| Work item |
In the entries below, find the line containing "segment --target orange" and the line containing "segment --target tree". Copy those two lines and everything between them exactly, and only that.
_ _ _ _
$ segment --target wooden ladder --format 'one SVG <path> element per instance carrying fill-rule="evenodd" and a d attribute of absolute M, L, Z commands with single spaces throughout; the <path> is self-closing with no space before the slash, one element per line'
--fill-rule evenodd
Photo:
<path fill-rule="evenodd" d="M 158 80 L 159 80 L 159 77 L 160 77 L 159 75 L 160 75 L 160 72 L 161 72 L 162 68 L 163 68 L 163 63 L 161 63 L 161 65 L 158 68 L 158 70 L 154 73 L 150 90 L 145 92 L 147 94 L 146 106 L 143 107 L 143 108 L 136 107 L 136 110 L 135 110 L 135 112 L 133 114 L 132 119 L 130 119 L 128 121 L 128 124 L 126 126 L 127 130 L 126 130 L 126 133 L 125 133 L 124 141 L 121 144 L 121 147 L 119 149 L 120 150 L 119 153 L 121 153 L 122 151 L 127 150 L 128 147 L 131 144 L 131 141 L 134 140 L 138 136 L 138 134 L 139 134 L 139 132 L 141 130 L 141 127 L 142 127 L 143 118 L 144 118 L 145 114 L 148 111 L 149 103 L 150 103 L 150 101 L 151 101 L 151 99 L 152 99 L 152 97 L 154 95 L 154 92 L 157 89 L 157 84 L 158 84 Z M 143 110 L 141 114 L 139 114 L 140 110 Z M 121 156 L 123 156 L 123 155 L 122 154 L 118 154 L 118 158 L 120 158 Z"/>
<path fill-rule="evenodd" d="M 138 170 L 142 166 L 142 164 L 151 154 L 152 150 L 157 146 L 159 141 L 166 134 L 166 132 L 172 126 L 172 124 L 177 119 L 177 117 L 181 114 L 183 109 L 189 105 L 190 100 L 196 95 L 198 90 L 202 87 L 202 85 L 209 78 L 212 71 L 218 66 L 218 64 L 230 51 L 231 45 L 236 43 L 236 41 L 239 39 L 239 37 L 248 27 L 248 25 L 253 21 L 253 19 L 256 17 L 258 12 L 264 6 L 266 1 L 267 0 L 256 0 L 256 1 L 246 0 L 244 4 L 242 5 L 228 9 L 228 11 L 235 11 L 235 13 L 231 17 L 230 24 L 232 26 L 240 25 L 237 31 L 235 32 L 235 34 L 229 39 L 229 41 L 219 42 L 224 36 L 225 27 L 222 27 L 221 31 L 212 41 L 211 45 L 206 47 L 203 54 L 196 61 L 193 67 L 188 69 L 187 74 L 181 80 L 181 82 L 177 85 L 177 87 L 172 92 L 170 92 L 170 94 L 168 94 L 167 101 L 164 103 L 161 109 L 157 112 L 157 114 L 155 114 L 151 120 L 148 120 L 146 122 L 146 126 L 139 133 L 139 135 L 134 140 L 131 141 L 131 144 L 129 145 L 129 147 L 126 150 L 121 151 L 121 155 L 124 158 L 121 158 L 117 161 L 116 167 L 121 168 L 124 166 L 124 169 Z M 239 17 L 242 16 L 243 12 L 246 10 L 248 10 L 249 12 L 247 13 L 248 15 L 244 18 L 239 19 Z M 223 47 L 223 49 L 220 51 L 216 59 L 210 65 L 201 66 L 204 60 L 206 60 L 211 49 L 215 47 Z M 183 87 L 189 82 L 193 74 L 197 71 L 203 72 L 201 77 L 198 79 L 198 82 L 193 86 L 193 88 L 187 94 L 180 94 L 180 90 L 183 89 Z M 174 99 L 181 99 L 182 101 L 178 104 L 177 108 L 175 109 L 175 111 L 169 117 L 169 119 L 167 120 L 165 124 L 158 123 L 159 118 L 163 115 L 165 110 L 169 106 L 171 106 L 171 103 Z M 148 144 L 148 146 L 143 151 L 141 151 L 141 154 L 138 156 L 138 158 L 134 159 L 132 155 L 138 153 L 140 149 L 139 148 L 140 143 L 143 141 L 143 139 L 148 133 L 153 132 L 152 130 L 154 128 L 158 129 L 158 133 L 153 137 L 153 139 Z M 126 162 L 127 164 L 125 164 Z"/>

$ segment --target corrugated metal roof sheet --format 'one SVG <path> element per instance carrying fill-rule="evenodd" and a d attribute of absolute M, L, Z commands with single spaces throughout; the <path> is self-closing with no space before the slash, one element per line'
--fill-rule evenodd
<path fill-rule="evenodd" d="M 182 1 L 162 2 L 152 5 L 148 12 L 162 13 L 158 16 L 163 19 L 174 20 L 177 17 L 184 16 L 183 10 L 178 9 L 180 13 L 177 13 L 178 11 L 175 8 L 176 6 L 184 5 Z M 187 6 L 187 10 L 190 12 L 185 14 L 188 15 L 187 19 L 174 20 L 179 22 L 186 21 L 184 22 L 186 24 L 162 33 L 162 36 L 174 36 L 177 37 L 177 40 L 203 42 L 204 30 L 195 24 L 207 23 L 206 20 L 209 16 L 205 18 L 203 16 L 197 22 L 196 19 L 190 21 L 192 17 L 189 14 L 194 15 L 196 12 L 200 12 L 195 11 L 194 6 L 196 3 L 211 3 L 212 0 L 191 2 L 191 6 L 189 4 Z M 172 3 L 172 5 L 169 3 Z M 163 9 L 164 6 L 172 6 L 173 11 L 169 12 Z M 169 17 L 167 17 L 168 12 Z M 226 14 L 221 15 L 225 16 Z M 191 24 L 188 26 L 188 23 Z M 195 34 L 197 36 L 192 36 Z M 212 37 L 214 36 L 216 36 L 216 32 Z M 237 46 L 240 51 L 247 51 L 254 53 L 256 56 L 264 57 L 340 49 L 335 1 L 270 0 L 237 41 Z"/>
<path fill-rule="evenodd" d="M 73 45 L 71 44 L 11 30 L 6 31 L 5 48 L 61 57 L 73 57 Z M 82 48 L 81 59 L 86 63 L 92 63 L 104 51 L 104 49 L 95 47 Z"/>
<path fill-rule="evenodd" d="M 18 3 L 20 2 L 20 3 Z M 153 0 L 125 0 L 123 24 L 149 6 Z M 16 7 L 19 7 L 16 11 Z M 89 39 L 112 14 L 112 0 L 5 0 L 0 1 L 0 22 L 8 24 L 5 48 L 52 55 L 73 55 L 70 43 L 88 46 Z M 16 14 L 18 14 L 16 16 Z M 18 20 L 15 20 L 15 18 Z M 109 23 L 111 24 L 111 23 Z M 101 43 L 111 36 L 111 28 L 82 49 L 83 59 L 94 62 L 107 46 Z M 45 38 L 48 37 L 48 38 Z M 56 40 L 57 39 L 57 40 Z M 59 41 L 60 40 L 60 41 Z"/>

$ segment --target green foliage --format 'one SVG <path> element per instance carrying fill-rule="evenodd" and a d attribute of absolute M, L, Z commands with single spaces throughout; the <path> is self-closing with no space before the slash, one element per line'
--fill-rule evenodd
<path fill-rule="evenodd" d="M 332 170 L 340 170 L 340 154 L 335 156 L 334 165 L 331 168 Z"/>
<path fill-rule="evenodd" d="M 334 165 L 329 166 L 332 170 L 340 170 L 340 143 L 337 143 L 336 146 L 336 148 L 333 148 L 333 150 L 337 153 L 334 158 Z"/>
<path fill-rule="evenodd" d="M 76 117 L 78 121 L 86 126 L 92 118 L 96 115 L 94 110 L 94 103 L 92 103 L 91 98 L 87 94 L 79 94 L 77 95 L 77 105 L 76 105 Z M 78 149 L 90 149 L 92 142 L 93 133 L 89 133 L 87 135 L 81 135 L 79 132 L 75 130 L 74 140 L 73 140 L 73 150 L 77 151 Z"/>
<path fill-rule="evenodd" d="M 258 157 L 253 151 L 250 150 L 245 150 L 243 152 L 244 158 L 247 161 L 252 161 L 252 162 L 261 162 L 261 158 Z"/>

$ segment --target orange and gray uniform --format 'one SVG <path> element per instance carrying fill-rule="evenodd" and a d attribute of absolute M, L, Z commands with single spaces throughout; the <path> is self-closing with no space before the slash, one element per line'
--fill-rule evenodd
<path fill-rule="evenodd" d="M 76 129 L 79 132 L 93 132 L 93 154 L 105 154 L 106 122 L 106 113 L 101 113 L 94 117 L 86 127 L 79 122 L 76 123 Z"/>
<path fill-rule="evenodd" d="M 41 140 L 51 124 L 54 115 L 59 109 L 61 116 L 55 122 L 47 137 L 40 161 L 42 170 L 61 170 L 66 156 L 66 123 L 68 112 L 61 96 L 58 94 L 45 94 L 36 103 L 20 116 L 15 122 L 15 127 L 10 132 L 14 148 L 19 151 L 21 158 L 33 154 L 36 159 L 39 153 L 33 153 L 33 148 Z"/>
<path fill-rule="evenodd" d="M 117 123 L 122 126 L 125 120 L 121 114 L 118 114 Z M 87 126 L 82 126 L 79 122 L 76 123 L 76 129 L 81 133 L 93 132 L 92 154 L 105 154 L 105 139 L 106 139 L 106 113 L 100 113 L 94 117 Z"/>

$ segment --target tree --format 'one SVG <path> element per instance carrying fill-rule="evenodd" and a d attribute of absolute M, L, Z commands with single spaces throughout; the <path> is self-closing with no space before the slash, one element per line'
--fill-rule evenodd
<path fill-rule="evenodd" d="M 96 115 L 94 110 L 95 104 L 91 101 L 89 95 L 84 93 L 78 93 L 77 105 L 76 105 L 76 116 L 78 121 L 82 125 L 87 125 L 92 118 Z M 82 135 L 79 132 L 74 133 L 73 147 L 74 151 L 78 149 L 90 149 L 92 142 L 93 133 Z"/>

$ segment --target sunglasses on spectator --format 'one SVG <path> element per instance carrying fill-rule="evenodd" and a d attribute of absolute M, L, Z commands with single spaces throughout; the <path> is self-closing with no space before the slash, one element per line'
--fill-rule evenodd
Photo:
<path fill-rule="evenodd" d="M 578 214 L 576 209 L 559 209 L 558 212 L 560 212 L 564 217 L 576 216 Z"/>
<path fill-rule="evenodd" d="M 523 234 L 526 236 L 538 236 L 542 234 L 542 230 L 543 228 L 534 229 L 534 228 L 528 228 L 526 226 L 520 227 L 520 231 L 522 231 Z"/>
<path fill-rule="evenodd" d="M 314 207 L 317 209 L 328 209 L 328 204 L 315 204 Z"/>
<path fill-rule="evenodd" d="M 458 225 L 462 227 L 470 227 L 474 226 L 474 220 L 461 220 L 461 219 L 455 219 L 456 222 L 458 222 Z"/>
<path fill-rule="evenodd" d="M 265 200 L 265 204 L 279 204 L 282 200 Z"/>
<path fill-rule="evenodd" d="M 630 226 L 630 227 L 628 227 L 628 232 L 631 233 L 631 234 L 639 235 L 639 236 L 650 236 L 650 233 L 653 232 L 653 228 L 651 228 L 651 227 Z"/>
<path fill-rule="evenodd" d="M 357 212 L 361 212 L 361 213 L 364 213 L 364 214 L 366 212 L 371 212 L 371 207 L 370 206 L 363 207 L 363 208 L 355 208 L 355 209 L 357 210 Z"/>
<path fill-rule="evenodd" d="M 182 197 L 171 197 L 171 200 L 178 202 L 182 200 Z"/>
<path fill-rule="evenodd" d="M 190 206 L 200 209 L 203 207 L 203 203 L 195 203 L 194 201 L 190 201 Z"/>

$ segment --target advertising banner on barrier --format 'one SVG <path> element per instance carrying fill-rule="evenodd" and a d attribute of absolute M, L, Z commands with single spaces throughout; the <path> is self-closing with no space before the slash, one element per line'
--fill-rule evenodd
_ _ _ _
| Your response |
$ segment --target orange and gray uniform --format 'one SVG <path> element per instance carrying fill-rule="evenodd" and a d attribute of absolute M, L, Z commands with single spaces throughout; the <path> is self-closing with no space before the slash, one element per line'
--fill-rule evenodd
<path fill-rule="evenodd" d="M 76 129 L 79 132 L 93 132 L 93 154 L 105 154 L 106 122 L 106 113 L 101 113 L 94 117 L 86 127 L 79 122 L 76 123 Z"/>
<path fill-rule="evenodd" d="M 41 140 L 51 124 L 54 115 L 59 109 L 61 116 L 55 122 L 47 137 L 40 161 L 42 170 L 61 170 L 66 156 L 66 123 L 68 112 L 61 96 L 58 94 L 45 94 L 36 103 L 20 116 L 15 122 L 15 127 L 10 132 L 14 148 L 19 151 L 21 158 L 33 154 L 36 159 L 39 153 L 33 153 L 33 148 Z"/>
<path fill-rule="evenodd" d="M 117 123 L 122 126 L 125 120 L 121 114 L 118 114 Z M 87 126 L 82 126 L 79 122 L 76 123 L 76 129 L 81 133 L 93 132 L 92 154 L 105 154 L 105 139 L 106 139 L 106 113 L 100 113 L 94 117 Z"/>

$ segment --target tree --format 'one SVG <path> element per instance carrying fill-rule="evenodd" and a d attribute of absolute M, L, Z commands with single spaces throughout; the <path> is self-closing with no space before the slash, one element per line'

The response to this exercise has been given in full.